ABSTRACT
Graphene nanoribbons (GNRs) are atomically precise stripes of graphene with tunable electronic properties, making them promising for room-temperature switching applications like field-effect transistors (FETs). However, challenges persist in GNR processing and characterization, particularly regarding GNR alignment during device integration. In this study, we quantitatively assess the alignment and quality of 9-atom-wide armchair graphene nanoribbons (9-AGNRs) on different substrates using polarized Raman spectroscopy. Our approach incorporates an extended model that describes GNR alignment through a Gaussian distribution of angles. We not only extract the angular distribution of GNRs but also analyze polarization-independent intensity contributions to the Raman signal, providing insights into surface disorder on the growth substrate and after substrate transfer. Our findings reveal that low-coverage samples grown on Au(788) exhibit superior uniaxial alignment compared to high-coverage samples, attributed to preferential growth along step edges, as confirmed by scanning tunneling microscopy (STM). Upon substrate transfer, the alignment of low-coverage samples deteriorates, accompanied by increased surface disorder. For high-coverage samples, the alignment is preserved, and the disorder on the target substrate is reduced compared to the low-coverage samples. Our extended model enables a quantitative description of GNR alignment and quality, facilitating the development of GNR-based nanoelectronic devices.

_WRITTEN EXERCISE A_
Render the records from the line containing "Where in the photo above can the cream" through the end of the records, both ends included, as a numbered list with blank lines left out.

(Entries from a point annotation set)
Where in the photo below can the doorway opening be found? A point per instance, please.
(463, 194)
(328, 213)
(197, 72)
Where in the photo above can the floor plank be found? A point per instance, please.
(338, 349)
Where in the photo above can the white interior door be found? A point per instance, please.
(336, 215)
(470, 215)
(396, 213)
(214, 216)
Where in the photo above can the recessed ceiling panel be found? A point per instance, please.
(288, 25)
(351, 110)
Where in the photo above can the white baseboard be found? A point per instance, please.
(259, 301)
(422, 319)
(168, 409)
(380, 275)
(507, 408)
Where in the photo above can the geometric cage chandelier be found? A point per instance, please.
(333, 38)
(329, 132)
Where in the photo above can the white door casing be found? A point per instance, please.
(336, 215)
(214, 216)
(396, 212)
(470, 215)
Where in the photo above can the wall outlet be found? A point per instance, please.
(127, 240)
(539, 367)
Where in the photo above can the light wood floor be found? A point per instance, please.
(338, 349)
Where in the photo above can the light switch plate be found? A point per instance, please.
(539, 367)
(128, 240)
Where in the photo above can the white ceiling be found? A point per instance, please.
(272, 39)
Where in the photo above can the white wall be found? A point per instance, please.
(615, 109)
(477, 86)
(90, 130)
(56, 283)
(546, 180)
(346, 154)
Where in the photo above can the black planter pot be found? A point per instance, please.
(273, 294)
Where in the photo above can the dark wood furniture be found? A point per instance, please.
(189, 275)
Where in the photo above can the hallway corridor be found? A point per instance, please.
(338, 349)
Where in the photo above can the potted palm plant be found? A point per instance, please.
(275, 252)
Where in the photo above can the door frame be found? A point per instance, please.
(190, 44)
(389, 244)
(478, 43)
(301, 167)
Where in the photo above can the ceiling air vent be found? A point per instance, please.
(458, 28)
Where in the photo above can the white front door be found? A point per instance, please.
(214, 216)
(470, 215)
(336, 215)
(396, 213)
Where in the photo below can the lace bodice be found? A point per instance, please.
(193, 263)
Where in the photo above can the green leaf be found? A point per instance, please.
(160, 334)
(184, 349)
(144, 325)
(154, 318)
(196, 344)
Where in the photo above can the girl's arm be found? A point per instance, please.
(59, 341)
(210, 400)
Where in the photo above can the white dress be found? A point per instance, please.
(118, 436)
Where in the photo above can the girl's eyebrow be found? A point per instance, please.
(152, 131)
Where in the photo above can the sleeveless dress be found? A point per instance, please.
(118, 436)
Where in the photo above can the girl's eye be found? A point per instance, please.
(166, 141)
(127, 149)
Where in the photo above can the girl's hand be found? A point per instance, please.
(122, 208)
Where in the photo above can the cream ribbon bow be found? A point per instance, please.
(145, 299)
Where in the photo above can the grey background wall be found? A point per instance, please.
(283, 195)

_WRITTEN EXERCISE B_
In the abstract on graphene nanoribbons, what technique confirmed the preferential growth along step edges?

_TASK SOLUTION A_
1. Where in the photo above can the cream ribbon bow be found? A point per instance, please.
2. (145, 299)
3. Where in the photo above can the grey background wall be found? A point per instance, please.
4. (283, 195)

_TASK SOLUTION B_
Scanning tunneling microscopy (STM).